▶ _What you have to do_
Reproduce the entries exactly.

▶ _Items from a data source_
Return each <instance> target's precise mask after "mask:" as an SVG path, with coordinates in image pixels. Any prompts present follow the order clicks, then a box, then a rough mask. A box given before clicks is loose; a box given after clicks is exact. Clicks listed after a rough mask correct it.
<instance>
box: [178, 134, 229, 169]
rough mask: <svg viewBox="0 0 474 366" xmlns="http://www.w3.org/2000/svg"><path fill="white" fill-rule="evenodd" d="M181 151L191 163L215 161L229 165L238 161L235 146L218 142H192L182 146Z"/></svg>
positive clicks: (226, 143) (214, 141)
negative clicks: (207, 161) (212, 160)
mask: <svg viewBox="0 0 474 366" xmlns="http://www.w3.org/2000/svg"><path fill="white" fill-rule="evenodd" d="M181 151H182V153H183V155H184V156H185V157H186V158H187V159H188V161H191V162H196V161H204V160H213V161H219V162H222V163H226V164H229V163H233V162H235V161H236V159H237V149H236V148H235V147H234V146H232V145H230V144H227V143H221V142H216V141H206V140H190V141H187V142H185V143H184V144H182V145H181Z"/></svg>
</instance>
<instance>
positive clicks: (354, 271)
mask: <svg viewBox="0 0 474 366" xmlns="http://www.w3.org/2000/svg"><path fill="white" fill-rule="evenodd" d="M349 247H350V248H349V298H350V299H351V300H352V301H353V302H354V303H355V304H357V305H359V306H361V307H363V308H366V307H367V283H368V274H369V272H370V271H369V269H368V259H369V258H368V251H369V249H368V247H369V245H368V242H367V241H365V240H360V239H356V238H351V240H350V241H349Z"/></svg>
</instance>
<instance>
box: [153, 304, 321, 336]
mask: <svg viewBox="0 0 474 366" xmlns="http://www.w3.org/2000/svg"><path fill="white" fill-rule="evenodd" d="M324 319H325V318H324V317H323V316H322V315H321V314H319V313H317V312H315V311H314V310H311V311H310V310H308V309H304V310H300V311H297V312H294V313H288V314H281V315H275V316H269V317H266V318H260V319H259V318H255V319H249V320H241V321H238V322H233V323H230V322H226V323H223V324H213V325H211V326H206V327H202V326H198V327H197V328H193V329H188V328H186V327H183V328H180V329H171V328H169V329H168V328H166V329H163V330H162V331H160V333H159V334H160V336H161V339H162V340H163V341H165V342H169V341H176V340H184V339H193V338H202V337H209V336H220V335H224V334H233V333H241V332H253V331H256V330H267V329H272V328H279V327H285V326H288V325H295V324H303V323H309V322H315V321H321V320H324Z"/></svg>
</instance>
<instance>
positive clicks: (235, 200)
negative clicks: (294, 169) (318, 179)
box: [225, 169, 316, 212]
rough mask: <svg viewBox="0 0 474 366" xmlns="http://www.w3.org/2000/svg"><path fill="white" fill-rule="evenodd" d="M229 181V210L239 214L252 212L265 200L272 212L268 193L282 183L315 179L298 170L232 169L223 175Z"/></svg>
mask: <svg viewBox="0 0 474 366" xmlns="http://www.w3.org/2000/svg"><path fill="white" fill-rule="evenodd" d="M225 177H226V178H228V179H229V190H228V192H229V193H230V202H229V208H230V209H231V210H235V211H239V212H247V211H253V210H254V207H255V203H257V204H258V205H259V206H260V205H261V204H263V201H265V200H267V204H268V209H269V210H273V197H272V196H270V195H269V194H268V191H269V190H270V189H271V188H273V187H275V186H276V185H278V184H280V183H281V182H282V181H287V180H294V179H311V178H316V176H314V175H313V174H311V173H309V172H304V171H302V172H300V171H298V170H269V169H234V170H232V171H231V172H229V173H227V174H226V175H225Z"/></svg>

▶ _Task response_
Return each <instance> target's precise mask after "mask:" as an SVG path, with coordinates in image pixels. Any prompts present follow the order clicks, then a box, then a rough mask. A box given before clicks is loose; a box given after clicks is exact. Clicks listed after a rough mask correct it.
<instance>
box: [178, 134, 229, 169]
rough mask: <svg viewBox="0 0 474 366" xmlns="http://www.w3.org/2000/svg"><path fill="white" fill-rule="evenodd" d="M181 151L191 163L215 161L229 165L238 161L235 146L218 142H192L182 146Z"/></svg>
positive clicks: (226, 143) (214, 141)
negative clicks: (207, 161) (212, 160)
mask: <svg viewBox="0 0 474 366" xmlns="http://www.w3.org/2000/svg"><path fill="white" fill-rule="evenodd" d="M181 151H182V153H183V155H184V156H185V157H186V158H187V159H188V161H191V162H196V161H204V160H213V161H219V162H222V163H226V164H229V163H233V162H235V161H236V159H237V149H236V148H235V147H234V146H232V145H230V144H227V143H221V142H216V141H206V140H190V141H187V142H185V143H184V144H182V145H181Z"/></svg>
</instance>
<instance>
positive clicks: (354, 271)
mask: <svg viewBox="0 0 474 366" xmlns="http://www.w3.org/2000/svg"><path fill="white" fill-rule="evenodd" d="M349 247H350V248H349V298H350V299H351V300H352V301H353V302H354V303H355V304H357V305H359V306H361V307H363V308H366V307H367V283H368V274H369V272H370V271H369V269H368V259H369V258H368V251H369V249H368V247H369V245H368V242H367V241H365V240H360V239H356V238H351V240H350V241H349Z"/></svg>
</instance>
<instance>
box: [153, 304, 321, 336]
mask: <svg viewBox="0 0 474 366" xmlns="http://www.w3.org/2000/svg"><path fill="white" fill-rule="evenodd" d="M324 319H325V318H324V317H323V316H322V315H321V314H319V313H317V312H315V311H314V310H311V311H310V310H308V309H304V310H300V311H297V312H294V313H288V314H281V315H275V316H269V317H266V318H260V319H259V318H255V319H249V320H241V321H238V322H233V323H230V322H226V323H223V324H213V325H211V326H206V327H202V326H198V327H197V328H193V329H188V328H186V327H183V328H180V329H171V328H169V329H168V328H166V329H163V330H162V331H160V333H159V334H160V336H161V339H162V340H163V341H165V342H169V341H176V340H184V339H193V338H202V337H209V336H220V335H224V334H233V333H241V332H253V331H256V330H267V329H272V328H279V327H285V326H288V325H295V324H303V323H309V322H315V321H321V320H324Z"/></svg>
</instance>
<instance>
positive clicks: (235, 200)
negative clicks: (294, 169) (318, 179)
box: [225, 169, 316, 212]
rough mask: <svg viewBox="0 0 474 366" xmlns="http://www.w3.org/2000/svg"><path fill="white" fill-rule="evenodd" d="M229 181V210L239 214L252 212L265 200L272 212L268 193L282 183L315 179L298 170L232 169L223 175Z"/></svg>
mask: <svg viewBox="0 0 474 366" xmlns="http://www.w3.org/2000/svg"><path fill="white" fill-rule="evenodd" d="M225 177H226V178H228V179H229V190H228V192H229V193H230V202H229V208H230V209H231V210H235V211H239V212H247V211H253V210H254V207H255V203H257V204H258V205H259V206H260V205H261V204H263V201H265V200H267V204H268V209H269V210H273V197H272V196H270V195H269V194H268V191H269V190H270V189H271V188H273V187H275V186H276V185H278V184H280V183H281V182H282V181H287V180H294V179H311V178H316V176H314V175H313V174H311V173H309V172H304V171H302V172H300V171H298V170H269V169H234V170H232V171H231V172H229V173H227V174H226V175H225Z"/></svg>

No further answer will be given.